### INPUT FOR THIS TASK ###

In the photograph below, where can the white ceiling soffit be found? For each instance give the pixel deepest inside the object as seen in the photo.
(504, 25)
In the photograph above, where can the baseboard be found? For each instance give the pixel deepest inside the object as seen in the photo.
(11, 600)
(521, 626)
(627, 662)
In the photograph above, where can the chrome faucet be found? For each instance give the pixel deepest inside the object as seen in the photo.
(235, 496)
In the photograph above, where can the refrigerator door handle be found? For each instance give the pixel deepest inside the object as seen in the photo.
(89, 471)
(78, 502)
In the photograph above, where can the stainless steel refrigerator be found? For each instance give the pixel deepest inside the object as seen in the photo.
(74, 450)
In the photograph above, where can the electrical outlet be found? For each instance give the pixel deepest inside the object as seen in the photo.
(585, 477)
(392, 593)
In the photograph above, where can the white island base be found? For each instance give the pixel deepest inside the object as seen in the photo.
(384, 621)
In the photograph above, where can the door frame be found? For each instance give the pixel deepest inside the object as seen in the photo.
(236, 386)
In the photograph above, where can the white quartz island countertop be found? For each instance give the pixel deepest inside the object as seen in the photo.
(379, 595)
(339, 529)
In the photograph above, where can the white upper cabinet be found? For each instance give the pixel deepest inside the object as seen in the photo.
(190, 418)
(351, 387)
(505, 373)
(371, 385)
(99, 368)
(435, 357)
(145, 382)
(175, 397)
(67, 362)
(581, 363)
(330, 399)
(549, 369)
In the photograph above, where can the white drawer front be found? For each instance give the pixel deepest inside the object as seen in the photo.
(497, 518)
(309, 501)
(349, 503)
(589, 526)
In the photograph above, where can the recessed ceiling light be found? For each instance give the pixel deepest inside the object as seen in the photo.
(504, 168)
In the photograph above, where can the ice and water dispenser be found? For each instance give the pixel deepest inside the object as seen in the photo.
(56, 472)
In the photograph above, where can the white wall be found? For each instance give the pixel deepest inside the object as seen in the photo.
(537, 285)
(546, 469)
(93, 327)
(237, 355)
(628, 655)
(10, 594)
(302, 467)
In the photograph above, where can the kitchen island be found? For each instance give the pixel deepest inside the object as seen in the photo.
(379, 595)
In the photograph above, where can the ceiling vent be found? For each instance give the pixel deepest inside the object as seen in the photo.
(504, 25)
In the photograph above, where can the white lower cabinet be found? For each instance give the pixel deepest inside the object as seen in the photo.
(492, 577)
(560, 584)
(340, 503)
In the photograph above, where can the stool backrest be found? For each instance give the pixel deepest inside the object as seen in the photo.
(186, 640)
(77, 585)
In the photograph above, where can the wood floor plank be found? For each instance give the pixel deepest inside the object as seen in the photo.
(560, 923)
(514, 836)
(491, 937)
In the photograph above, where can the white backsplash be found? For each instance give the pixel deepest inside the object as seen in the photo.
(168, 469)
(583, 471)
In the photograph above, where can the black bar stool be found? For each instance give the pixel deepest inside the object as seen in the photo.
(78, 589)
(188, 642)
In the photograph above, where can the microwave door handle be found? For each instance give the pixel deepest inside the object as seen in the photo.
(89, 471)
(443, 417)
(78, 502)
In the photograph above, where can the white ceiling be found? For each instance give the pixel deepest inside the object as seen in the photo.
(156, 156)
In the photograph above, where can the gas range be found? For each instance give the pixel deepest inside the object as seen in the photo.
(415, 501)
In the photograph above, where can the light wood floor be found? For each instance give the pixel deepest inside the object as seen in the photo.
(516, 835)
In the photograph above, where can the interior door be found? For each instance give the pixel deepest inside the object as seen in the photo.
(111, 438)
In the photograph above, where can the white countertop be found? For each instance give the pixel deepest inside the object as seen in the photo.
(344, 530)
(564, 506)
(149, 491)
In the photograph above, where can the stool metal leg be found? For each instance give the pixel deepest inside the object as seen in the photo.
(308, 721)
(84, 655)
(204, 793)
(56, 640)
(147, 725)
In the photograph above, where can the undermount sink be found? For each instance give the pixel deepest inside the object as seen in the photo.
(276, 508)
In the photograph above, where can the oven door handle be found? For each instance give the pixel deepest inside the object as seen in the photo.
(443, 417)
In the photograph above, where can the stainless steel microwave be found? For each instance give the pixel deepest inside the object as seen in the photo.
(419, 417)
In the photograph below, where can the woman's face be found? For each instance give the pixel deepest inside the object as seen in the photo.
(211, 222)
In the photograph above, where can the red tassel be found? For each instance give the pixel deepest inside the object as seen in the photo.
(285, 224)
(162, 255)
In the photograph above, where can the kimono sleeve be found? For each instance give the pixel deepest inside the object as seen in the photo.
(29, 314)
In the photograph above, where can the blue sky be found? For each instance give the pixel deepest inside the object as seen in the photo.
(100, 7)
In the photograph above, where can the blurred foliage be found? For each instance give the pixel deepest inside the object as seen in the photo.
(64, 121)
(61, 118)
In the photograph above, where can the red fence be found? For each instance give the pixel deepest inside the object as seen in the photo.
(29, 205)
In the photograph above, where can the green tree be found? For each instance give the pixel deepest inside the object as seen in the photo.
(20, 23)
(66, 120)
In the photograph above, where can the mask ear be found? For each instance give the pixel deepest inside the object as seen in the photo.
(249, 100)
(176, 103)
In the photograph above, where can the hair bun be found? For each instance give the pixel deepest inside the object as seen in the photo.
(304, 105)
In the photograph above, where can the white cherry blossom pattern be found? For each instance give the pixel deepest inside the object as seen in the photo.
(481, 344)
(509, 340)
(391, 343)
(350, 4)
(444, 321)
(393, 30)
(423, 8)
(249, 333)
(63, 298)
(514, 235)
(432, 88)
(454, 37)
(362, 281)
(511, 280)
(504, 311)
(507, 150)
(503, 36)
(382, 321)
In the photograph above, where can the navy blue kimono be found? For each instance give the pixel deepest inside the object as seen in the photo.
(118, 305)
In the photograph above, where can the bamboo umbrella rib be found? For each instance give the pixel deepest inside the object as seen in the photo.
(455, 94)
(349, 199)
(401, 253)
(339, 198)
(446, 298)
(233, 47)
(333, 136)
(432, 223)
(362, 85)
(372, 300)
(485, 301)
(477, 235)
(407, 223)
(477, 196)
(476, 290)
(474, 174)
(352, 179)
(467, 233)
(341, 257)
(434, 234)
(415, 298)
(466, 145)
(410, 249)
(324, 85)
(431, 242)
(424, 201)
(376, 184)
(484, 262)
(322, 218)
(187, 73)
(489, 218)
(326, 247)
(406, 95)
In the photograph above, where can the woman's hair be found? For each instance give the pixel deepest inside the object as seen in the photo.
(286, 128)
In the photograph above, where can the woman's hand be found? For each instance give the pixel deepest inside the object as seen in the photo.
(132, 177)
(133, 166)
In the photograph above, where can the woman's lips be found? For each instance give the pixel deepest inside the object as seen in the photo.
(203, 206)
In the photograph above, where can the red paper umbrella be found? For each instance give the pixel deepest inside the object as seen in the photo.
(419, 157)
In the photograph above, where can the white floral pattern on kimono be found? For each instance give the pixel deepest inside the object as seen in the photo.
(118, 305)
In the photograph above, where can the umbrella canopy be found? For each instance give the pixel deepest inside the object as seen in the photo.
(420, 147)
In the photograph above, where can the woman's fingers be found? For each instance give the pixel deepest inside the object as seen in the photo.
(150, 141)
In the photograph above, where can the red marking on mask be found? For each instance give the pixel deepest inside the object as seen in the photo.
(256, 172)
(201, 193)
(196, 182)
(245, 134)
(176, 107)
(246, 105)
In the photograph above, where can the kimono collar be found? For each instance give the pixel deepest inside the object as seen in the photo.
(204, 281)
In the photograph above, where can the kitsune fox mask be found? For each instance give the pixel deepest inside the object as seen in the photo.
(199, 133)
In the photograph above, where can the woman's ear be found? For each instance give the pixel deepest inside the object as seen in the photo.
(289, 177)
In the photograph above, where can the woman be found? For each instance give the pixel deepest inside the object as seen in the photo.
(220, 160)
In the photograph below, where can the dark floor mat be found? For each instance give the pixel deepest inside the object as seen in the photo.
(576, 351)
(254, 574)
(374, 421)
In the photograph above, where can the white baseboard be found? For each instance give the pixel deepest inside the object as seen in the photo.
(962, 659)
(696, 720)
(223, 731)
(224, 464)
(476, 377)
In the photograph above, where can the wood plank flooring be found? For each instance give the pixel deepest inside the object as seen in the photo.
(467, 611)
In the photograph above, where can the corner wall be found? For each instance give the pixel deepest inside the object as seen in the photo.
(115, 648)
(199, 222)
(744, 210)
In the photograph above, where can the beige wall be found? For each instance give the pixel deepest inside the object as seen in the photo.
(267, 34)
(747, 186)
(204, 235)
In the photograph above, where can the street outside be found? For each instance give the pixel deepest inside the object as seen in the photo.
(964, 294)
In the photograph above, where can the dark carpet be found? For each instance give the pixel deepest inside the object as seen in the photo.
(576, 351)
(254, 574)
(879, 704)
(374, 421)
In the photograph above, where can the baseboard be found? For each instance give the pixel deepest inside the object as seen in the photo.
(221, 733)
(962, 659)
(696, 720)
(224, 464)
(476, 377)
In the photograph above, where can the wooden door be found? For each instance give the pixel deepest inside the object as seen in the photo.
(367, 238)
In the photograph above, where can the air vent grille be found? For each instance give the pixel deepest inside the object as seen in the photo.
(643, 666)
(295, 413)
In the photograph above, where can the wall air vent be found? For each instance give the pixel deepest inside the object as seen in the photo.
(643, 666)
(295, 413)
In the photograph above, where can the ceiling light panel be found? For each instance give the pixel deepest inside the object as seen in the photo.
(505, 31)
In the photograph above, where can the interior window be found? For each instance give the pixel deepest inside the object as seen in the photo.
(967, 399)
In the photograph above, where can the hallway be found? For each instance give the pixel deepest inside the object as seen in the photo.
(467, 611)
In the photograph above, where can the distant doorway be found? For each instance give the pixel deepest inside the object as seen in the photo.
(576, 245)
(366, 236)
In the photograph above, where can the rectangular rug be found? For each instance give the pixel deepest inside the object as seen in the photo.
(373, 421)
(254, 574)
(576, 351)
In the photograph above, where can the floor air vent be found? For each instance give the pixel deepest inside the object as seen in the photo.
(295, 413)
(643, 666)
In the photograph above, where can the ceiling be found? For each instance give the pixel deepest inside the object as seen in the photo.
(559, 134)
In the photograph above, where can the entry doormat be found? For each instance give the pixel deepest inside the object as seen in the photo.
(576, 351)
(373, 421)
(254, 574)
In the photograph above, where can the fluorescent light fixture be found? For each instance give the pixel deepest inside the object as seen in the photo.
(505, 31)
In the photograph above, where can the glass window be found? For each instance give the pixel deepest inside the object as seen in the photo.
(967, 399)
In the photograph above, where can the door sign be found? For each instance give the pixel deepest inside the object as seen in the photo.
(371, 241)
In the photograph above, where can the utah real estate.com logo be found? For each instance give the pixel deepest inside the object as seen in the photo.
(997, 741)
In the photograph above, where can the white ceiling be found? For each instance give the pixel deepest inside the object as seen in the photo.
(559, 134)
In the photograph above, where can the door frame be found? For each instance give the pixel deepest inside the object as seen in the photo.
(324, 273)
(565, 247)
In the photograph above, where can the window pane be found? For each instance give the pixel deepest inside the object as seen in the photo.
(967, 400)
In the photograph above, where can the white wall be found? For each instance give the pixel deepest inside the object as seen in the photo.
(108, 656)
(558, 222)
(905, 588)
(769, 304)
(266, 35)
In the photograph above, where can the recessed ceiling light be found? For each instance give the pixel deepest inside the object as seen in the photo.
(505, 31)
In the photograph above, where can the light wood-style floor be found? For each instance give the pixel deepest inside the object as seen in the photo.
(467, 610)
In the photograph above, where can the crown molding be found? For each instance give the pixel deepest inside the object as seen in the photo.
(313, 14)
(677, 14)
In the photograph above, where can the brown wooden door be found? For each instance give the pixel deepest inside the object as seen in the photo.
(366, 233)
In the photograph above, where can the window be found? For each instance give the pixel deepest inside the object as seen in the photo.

###

• _EXERCISE_:
Set down, word for word, only the lines running from the line with "In the photograph above, where can the light wood-style" to the last line of the listing above. Both of those lines belong in your answer.

• _OUTPUT FOR THIS EXERCISE_:
In the photograph above, where can the light wood-style floor be found? For each instance give the pixel deepest inside the object as seen in the photo.
(467, 610)
In the photograph above, where can the crown molding be found? For each instance give the pixel deepest inside the object as seen in the photo.
(313, 14)
(677, 14)
In the photograph above, where can the brown wooden door be found? For each instance give the pixel deepest inside the object as seen in the photo.
(366, 233)
In the photograph above, where can the window be found? For each instance give the pixel deepest inside the object as seen in the photo.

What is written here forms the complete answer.